● **Exercise goal**:
Beneath this sentence is a set of records; write each of them out exactly.

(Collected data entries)

----------------

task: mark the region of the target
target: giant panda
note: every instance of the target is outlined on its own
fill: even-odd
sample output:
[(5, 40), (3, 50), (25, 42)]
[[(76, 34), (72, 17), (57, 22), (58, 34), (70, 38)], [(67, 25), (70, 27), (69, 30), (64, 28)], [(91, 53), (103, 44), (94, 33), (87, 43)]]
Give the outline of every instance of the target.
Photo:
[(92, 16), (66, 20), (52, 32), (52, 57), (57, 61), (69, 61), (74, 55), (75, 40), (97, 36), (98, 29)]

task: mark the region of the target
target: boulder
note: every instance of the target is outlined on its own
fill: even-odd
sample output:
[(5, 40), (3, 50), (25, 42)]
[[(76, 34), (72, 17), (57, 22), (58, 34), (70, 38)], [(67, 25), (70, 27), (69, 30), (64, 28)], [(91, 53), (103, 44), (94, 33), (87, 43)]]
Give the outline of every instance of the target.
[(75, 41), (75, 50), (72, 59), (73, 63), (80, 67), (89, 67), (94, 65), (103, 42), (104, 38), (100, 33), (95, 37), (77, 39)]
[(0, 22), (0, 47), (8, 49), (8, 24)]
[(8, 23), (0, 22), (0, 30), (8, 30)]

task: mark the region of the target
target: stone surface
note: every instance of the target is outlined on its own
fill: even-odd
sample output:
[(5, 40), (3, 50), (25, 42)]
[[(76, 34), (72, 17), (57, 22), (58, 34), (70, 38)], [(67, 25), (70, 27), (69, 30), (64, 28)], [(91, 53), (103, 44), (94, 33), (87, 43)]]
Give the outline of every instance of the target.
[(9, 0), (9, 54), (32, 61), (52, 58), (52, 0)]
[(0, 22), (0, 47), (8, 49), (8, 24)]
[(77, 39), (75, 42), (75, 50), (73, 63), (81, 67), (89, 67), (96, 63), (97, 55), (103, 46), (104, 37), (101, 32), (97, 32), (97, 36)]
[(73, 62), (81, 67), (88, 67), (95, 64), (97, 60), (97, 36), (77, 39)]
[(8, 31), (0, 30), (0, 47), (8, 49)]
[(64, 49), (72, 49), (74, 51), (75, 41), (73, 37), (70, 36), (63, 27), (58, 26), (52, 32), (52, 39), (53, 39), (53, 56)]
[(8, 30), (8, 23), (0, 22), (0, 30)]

----------------

● **Exercise response**:
task: mark the region of the target
target: giant panda
note: every instance of the target is outlined on its own
fill: even-odd
sample output:
[(5, 40), (3, 50), (25, 42)]
[[(76, 34), (72, 17), (57, 22), (58, 34), (70, 38)], [(67, 25), (70, 27), (69, 30), (64, 28)], [(91, 53), (103, 44), (94, 33), (87, 43)]]
Give the outline of every instance of the target.
Photo:
[(92, 16), (66, 20), (52, 32), (52, 57), (57, 61), (69, 61), (74, 55), (75, 40), (97, 36), (98, 29)]

task: mark the region of the target
target: boulder
note: every instance of the target is outlined on its own
fill: even-odd
sample output:
[(5, 40), (3, 50), (25, 42)]
[[(76, 34), (72, 17), (57, 22), (58, 34), (70, 38)], [(67, 25), (70, 27), (69, 30), (64, 28)], [(91, 53), (103, 44), (94, 33), (87, 43)]]
Give the outline of every instance of the target.
[(75, 41), (75, 50), (72, 59), (73, 63), (80, 67), (89, 67), (94, 65), (103, 42), (104, 38), (100, 33), (95, 37), (77, 39)]
[(0, 22), (0, 47), (8, 49), (8, 24)]
[(8, 23), (0, 22), (0, 30), (8, 30)]

task: mark the region of the target
target: stone surface
note: every instance of the target is outlined on its own
fill: even-odd
sample output:
[(5, 40), (3, 50), (25, 42)]
[[(76, 34), (72, 17), (57, 22), (58, 34), (70, 38)], [(67, 25), (70, 27), (69, 30), (64, 28)], [(91, 53), (103, 44), (94, 33), (87, 43)]]
Give the outline of every instance of the target.
[(9, 0), (9, 54), (32, 61), (52, 58), (52, 0)]
[(0, 22), (0, 47), (8, 49), (8, 24)]
[(77, 39), (75, 42), (75, 50), (73, 63), (81, 67), (89, 67), (96, 63), (97, 55), (103, 46), (104, 37), (101, 32), (97, 32), (97, 36)]
[(73, 62), (81, 67), (88, 67), (95, 64), (97, 60), (97, 36), (77, 39)]
[(8, 31), (0, 30), (0, 47), (8, 49)]
[(64, 49), (72, 49), (74, 51), (75, 41), (73, 37), (70, 36), (63, 27), (58, 26), (52, 32), (52, 39), (53, 39), (53, 56)]
[(8, 30), (8, 23), (0, 22), (0, 30)]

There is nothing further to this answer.